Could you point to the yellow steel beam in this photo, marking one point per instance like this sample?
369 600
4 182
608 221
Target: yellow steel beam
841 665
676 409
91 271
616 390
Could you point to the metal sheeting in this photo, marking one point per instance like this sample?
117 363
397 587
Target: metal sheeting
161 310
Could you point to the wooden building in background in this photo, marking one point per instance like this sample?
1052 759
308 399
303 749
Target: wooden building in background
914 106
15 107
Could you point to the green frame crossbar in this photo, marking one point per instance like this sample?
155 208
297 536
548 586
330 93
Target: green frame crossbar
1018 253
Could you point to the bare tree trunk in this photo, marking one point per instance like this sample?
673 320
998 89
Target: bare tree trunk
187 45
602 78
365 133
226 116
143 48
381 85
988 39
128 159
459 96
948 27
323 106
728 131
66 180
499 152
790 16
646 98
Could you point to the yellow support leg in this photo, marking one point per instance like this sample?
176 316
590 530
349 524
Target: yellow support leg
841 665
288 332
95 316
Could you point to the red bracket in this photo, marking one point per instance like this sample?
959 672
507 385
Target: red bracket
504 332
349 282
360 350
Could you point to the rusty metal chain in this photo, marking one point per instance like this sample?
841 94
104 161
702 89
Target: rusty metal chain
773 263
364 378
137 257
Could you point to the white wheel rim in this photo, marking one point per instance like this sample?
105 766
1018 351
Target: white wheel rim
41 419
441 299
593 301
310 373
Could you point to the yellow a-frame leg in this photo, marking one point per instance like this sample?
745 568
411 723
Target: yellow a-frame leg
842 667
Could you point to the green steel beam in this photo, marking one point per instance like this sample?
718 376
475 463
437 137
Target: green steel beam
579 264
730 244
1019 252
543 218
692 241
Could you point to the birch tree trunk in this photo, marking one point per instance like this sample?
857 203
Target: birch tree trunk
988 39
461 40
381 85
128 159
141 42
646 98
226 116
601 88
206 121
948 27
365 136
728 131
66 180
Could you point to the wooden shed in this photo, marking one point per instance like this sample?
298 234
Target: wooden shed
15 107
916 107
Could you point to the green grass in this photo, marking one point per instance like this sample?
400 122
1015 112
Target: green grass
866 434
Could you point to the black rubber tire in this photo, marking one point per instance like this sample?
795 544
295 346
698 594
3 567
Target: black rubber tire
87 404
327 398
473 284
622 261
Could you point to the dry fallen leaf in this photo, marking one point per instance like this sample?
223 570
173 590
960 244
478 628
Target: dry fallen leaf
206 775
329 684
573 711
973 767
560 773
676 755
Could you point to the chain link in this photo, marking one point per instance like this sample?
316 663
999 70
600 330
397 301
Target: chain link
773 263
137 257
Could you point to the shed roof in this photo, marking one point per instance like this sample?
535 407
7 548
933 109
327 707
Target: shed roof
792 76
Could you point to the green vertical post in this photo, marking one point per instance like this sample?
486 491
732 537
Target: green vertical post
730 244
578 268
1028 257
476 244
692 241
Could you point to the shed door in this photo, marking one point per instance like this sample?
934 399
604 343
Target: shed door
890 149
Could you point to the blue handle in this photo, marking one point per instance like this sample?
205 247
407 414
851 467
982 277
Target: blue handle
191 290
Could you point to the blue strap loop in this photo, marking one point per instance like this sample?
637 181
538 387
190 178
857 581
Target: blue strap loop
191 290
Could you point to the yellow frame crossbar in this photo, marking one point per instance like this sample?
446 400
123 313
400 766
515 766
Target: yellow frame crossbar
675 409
=-=-=
*REQUIREMENT*
Write out every line of the data above as a JSON list of strings, one string per line, leaving out any blank lines.

*THE OUTPUT*
[
  "Could you point to the yellow steel beam in this photo, marking one point per instance like this sample?",
  "369 600",
  "4 182",
  "608 221",
  "Target: yellow steel beam",
  "841 665",
  "676 409",
  "91 271",
  "616 390",
  "Could you point to the metal sheeting in this photo, marking one point per instance like this sample?",
  "117 363",
  "397 587",
  "Target: metal sheeting",
  "161 310",
  "Could you point to the wooden building in background in this photo, marking one point per instance like this sample?",
  "1052 759",
  "308 399",
  "303 749",
  "Target: wooden building in background",
  "914 106",
  "15 107",
  "Could you point to the green frame crossbar in this photo, marking one point per instance like this sample?",
  "155 208",
  "297 536",
  "548 586",
  "330 93",
  "Target: green frame crossbar",
  "1018 253",
  "Could you point to the bare tree trunk in this photo, marking one point per instance like this sample?",
  "673 320",
  "998 89",
  "Target: bare tree trunk",
  "187 45",
  "602 78",
  "365 133",
  "226 116",
  "143 48",
  "381 85",
  "988 39",
  "128 159",
  "459 96",
  "948 27",
  "323 106",
  "728 131",
  "66 180",
  "499 152",
  "790 16",
  "646 98",
  "Could you point to the yellow support leg in this photo, marking one point per instance like this sample?",
  "176 316",
  "590 530",
  "349 524",
  "Target: yellow support leg",
  "841 665",
  "288 332",
  "95 316",
  "Could you point to the red bracket in this photo, marking one point per instance like this sample?",
  "959 672",
  "507 385",
  "Target: red bracket",
  "504 332",
  "349 282",
  "360 350",
  "Could you point to the rusty metal chain in this photo, marking one point per instance like this sample?",
  "841 94",
  "104 161",
  "702 89",
  "Target: rusty metal chain",
  "773 263",
  "364 378",
  "137 257",
  "Could you point to the white wheel rim in this photo, marking one point per instance like this sample?",
  "105 766",
  "1018 351",
  "Target: white wheel rim",
  "41 419",
  "441 299",
  "593 301",
  "310 373",
  "Could you point to the yellow a-frame leg in this photo, marking one point per instance like this sample?",
  "745 568",
  "411 723",
  "Target: yellow a-frame leg",
  "842 667",
  "Could you point to the green steel beam in this photo, marking one point per instance like this sample?",
  "718 376",
  "475 463",
  "437 137",
  "Target: green steel beam",
  "579 264",
  "730 244",
  "1019 252",
  "543 218",
  "692 241",
  "Could you point to the birch tree trunk in this photo, marking one point per instance like this sample?",
  "857 203",
  "Target: birch tree trunk",
  "988 39",
  "461 40",
  "381 85",
  "128 159",
  "141 42",
  "646 98",
  "226 116",
  "601 88",
  "206 121",
  "948 27",
  "365 136",
  "728 131",
  "66 180",
  "Could you point to the wooden shed in this photo, marking one point per instance like this sample?",
  "298 234",
  "Target: wooden shed",
  "15 107",
  "916 107",
  "Could you point to the green grass in this photo, marking one point per instance like this sample?",
  "400 122",
  "1015 112",
  "Target: green grass",
  "866 434",
  "Could you point to the black rubber tire in this photo, marking one point per instance like this sample?",
  "795 544",
  "295 346",
  "698 594",
  "3 567",
  "Target: black rubber tire",
  "87 404",
  "327 398",
  "473 284",
  "622 261",
  "Could you point to the dry fallen leaf in this photo, marking one point per instance like this sample?",
  "223 570",
  "173 590",
  "960 244",
  "478 628",
  "Target: dry fallen leaf",
  "206 775",
  "329 684",
  "573 711",
  "973 767",
  "560 773",
  "676 755",
  "Could you point to the chain link in this photo, marking one point per instance like this sample?",
  "316 663",
  "999 70",
  "600 330",
  "397 301",
  "Target: chain link",
  "773 263",
  "137 257",
  "Could you point to the shed roof in this photo, marking one point per instance like this sample?",
  "535 407",
  "7 548",
  "933 109",
  "327 707",
  "Target: shed roof",
  "792 76",
  "Could you point to the green vertical post in this photo, marking one point per instance like this sample?",
  "486 491",
  "732 537",
  "Target: green vertical post",
  "730 244",
  "578 268",
  "1028 257",
  "476 244",
  "692 241",
  "Could you point to the shed door in this photo, marking one point per instance like this sample?",
  "934 399",
  "604 343",
  "Target: shed door",
  "890 149",
  "Could you point to the blue handle in this photo, marking one point per instance like this sample?",
  "205 247",
  "407 414",
  "851 467",
  "982 277",
  "Target: blue handle",
  "191 290",
  "Could you point to the blue strap loop in this photo, marking one point per instance like this sample?",
  "637 181",
  "538 387",
  "190 178",
  "857 581",
  "Target: blue strap loop",
  "191 290",
  "Could you point to the yellow frame crossbar in this photo, marking one point per instance like this sample?",
  "446 400",
  "123 313",
  "400 766",
  "515 766",
  "Target: yellow frame crossbar",
  "675 409"
]